• **DO THIS**
Show each line of the listing below that contains the string "sunglasses". Matching is case-sensitive.

[Data listing]

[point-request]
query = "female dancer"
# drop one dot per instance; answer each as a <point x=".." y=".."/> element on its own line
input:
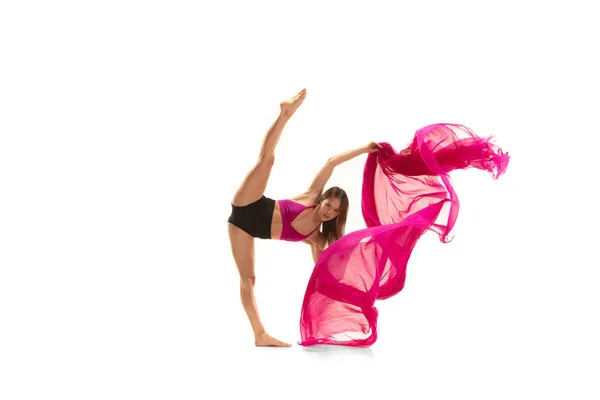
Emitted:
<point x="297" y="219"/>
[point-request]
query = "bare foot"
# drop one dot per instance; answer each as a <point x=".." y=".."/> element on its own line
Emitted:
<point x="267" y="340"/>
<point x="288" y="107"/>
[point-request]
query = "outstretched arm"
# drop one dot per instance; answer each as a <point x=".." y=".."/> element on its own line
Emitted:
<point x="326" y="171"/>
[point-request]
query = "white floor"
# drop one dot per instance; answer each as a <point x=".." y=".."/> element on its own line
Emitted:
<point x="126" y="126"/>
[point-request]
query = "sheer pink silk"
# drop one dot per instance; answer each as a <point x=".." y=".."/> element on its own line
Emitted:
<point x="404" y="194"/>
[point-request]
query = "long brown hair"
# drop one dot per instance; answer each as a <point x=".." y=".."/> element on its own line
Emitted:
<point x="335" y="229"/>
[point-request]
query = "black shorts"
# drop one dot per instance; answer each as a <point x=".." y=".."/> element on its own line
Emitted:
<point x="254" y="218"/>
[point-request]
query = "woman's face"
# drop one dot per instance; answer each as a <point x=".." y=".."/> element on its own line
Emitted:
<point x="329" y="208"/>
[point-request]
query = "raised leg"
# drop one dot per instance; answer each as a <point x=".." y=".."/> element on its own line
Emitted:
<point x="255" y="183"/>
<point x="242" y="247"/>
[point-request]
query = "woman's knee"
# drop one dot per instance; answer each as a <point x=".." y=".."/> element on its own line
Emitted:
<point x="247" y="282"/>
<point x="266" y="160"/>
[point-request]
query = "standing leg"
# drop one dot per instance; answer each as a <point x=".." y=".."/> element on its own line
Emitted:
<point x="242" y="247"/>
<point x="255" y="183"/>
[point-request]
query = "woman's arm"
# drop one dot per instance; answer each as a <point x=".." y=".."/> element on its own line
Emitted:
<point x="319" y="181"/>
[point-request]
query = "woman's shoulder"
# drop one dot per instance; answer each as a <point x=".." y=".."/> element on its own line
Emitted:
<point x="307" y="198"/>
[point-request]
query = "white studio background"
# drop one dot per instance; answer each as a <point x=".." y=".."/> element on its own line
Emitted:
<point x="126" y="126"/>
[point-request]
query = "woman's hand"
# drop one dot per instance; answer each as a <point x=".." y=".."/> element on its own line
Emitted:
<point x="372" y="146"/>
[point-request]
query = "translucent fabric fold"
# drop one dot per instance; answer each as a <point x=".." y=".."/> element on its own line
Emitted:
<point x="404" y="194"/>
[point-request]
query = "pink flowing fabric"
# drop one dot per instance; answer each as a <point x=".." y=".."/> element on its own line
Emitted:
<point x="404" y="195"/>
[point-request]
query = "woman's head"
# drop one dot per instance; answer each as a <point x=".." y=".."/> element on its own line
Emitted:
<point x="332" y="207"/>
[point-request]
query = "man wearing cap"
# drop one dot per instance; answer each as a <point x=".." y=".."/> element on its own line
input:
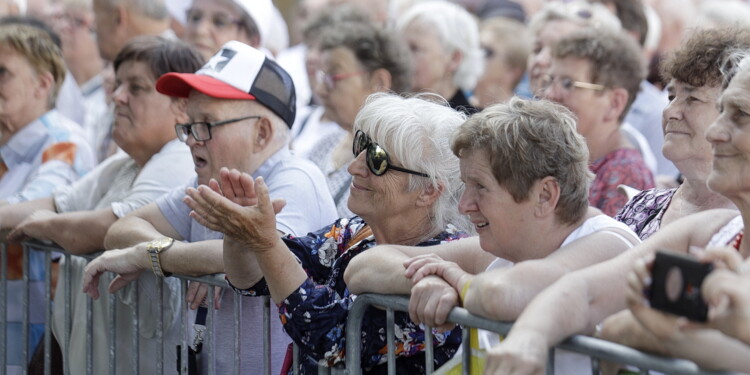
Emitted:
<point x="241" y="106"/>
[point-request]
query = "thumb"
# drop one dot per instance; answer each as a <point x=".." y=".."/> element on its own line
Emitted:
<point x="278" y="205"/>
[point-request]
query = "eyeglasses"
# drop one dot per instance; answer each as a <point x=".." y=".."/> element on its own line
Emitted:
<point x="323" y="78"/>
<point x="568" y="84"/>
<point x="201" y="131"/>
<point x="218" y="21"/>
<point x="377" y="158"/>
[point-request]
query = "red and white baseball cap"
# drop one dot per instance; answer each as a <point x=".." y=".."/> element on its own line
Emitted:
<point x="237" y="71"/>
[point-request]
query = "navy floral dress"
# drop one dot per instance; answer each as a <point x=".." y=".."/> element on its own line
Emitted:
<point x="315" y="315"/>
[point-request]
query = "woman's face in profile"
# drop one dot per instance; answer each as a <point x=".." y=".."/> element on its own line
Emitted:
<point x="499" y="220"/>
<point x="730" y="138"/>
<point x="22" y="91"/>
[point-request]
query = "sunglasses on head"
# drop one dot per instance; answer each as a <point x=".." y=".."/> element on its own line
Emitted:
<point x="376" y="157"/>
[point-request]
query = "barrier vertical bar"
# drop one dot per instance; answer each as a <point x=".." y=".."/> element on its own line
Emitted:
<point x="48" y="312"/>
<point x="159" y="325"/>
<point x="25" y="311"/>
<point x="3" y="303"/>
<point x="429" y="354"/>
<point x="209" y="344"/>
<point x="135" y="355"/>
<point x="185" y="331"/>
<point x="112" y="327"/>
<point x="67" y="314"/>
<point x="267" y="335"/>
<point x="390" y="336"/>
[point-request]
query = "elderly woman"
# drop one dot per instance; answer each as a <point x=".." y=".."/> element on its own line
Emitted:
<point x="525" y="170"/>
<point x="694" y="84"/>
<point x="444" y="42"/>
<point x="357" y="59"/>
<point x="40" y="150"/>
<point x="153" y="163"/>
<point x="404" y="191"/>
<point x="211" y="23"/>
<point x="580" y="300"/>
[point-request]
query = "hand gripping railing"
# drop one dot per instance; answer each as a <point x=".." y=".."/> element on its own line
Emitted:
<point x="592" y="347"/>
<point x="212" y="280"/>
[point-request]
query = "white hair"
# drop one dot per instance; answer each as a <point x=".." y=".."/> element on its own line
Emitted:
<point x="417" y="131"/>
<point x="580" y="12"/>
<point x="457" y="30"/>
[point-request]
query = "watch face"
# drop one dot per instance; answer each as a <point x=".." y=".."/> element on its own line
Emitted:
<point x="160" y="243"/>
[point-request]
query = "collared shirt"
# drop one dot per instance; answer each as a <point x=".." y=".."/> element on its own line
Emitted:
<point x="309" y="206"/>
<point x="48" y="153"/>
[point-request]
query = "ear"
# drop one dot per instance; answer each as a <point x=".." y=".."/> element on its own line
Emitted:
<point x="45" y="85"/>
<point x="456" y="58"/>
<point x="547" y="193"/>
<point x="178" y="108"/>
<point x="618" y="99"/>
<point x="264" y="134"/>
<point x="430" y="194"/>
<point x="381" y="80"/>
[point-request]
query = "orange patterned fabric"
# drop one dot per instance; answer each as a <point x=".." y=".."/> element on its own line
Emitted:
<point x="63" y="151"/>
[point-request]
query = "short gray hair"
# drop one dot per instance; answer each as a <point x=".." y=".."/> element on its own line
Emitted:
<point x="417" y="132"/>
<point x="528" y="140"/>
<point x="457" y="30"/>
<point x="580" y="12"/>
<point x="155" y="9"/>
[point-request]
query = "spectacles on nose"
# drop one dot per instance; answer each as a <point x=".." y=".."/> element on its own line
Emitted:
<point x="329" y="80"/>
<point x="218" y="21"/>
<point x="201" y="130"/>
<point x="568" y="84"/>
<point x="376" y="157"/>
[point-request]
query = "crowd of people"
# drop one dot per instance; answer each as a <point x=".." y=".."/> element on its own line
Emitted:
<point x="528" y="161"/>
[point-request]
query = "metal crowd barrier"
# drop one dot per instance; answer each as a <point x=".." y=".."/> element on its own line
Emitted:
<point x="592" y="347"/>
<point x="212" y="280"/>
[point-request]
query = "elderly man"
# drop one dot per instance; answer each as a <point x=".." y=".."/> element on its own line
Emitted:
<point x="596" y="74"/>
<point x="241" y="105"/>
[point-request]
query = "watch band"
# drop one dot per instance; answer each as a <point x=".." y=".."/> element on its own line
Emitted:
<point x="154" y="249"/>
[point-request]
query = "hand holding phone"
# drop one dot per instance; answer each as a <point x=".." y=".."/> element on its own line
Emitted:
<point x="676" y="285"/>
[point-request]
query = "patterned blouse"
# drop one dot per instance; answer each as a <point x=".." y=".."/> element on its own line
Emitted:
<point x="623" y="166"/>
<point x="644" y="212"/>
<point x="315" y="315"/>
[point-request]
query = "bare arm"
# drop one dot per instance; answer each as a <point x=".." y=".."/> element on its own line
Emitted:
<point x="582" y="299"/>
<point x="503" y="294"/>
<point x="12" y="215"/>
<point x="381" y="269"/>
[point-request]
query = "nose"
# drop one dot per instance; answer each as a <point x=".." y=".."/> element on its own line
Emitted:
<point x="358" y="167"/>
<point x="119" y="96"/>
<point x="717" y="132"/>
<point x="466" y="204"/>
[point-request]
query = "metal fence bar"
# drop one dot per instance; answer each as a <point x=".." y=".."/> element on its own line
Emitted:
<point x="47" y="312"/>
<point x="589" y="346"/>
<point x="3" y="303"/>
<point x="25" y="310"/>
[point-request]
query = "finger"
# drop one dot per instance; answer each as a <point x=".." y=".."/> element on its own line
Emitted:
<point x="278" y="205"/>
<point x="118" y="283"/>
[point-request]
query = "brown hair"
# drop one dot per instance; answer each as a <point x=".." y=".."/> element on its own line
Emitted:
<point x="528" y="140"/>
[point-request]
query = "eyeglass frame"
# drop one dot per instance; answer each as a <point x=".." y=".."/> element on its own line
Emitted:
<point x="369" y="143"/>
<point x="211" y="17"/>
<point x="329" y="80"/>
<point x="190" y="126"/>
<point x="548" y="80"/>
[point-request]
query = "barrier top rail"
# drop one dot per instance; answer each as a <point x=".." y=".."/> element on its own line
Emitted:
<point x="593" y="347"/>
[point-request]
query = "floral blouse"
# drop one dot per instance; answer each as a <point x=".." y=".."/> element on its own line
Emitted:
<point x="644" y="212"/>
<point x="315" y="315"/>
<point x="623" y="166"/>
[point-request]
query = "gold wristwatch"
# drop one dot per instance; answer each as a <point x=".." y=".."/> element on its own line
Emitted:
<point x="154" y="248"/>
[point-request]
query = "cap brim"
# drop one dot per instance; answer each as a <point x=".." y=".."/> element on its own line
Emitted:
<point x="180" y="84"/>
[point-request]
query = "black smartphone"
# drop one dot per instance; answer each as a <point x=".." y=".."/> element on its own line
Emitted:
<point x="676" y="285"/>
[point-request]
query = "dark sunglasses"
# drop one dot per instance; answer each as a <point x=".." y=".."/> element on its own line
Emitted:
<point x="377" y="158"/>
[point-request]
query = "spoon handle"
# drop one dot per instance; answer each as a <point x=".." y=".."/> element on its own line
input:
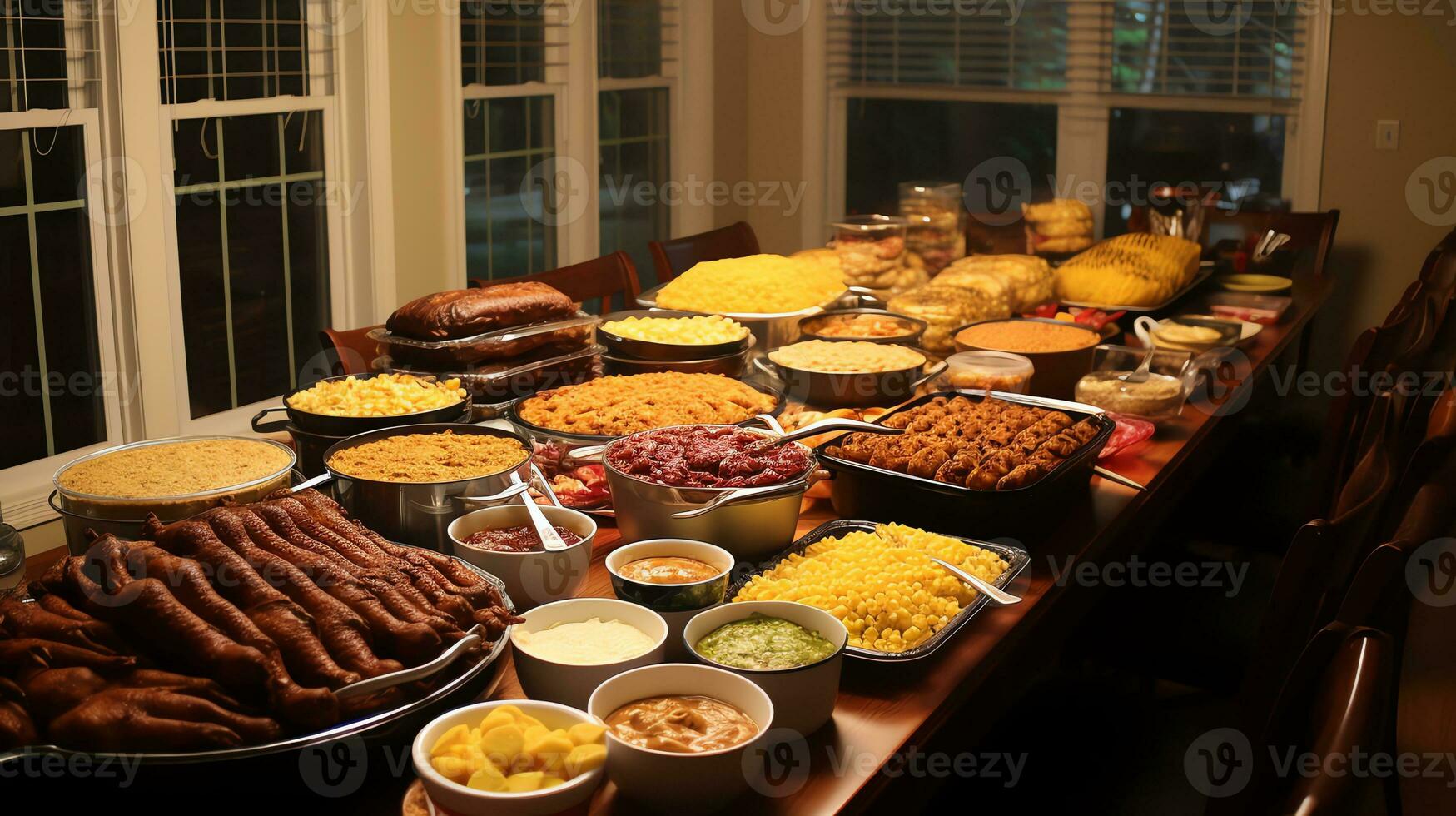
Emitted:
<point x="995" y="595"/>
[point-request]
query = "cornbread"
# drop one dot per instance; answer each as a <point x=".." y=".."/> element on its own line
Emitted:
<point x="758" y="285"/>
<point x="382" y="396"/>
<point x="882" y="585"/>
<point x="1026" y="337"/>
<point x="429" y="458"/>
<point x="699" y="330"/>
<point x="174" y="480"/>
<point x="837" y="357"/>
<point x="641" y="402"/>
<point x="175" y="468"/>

• **PROBLEM SOLUTION**
query = "sunglasses on head"
query = "dark sunglasses"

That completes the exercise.